■ Records for processing ■
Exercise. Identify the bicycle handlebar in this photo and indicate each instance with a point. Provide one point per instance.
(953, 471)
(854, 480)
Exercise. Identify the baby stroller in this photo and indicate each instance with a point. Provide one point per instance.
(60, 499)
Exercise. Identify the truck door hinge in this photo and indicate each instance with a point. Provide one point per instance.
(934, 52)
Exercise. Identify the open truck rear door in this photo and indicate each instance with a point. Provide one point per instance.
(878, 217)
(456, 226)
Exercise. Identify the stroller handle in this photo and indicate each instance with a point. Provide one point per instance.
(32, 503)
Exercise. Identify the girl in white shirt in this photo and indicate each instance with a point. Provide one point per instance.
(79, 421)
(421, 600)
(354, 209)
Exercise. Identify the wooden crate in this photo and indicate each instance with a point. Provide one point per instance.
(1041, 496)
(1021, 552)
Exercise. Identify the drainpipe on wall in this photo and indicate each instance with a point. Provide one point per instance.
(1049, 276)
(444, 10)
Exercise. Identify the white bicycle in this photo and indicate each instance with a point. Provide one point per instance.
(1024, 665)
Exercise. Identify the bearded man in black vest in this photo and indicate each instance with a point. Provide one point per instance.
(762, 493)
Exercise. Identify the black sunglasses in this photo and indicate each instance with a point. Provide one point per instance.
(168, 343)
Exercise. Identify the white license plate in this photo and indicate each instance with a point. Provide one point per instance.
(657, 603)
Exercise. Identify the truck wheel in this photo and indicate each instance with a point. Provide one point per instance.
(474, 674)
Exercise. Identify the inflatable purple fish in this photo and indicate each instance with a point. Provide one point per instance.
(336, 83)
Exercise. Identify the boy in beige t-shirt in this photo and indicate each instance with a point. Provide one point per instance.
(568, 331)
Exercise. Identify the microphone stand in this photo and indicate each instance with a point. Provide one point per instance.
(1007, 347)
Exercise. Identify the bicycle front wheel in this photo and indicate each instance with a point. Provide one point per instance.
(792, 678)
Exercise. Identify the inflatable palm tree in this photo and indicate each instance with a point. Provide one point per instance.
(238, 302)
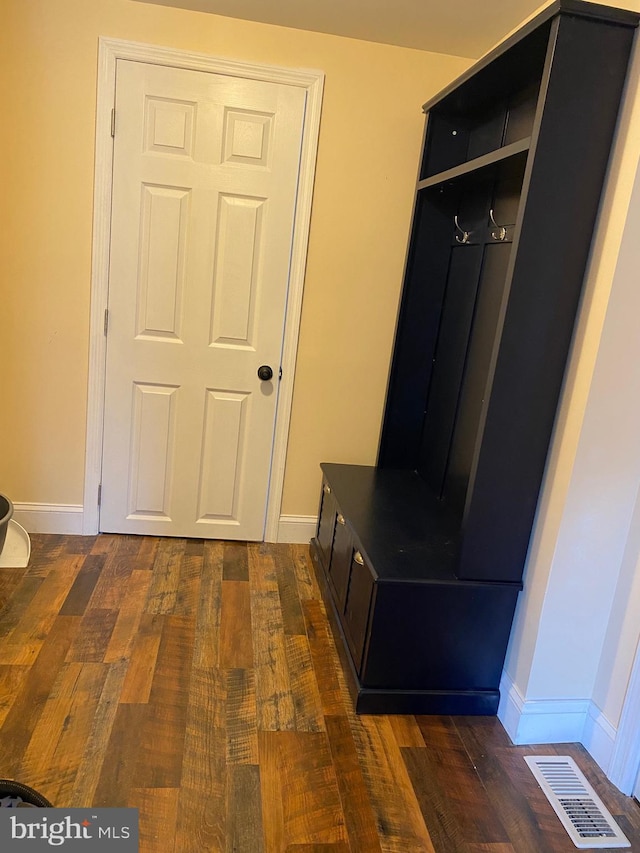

■ Goal ■
Rewrite all the items above, changing every "stroller" to "pram" and leaving everything else as it is. Leave the picture out of your answer.

■ Expected answer ■
Exercise. Identify the bicycle handlebar in this photo and indicate each instance with a point. Provide one point per instance.
(953, 471)
(854, 480)
Exercise. Identify the baby pram in this photo and indicate each instance with a point. Provide one point per instance.
(60, 499)
Exercise. Identify the truck door hinge in this photo and indicate each instance with a point. Provide one point per instance.
(934, 52)
Exercise. Identify the open truck rear door in this photo and indicate each instance with a point. Provide one point per instance.
(878, 217)
(456, 226)
Exercise. Identify the pram handle in this photo and indicate each instance with a point. Provide one point per instance.
(32, 503)
Exercise. Identify the girl in white shirt in this photo and indicate each instance with a point. Provide one point per instance.
(79, 421)
(421, 600)
(354, 209)
Exercise. Identify the wooden crate in this photo and indicate each instance with a point. Provide one point per instance.
(1041, 496)
(1021, 552)
Exercise. Identify the drainpipe on wall in this photo and indicate each instance with a point. Provide one point per instance.
(1049, 276)
(444, 10)
Exercise. Identify the white bicycle in this photo and indicate each instance with a point. Provide one point per instance.
(1024, 665)
Exercise. Identify the bearded man in black vest in this photo and indicate each instance with a point. Provide one point per instance.
(762, 493)
Exercise. Identify the black sunglasses in this photo and indicate each instance with a point. Provide one point per instance.
(168, 343)
Exercise. Identify the white license plate in this photo and indicate each instance with a point. Provide one point per instance.
(657, 603)
Exercise. Identify the truck wheel in this photo and indicate each instance with a point. Provide one point per instance.
(474, 674)
Exercise. Identify the inflatable purple fish in this photo and indicate each instance with a point. Provide one point per instance.
(336, 83)
Exercise. Identify the boy in beige t-shirt in this photo and indicate each instance with a point. Provide one point per instance.
(568, 331)
Exercise. Identify the microphone stand in this photo and indicate each instance with a point. Provide one point per instance.
(1007, 347)
Exercise. Identify the bicycle front wheel in this photo and indicate each instance with a point. Provide one point per instance.
(792, 678)
Exercise. Identify the inflatable palm tree in this photo and indicate each instance with a point. Provide one point per instance.
(238, 302)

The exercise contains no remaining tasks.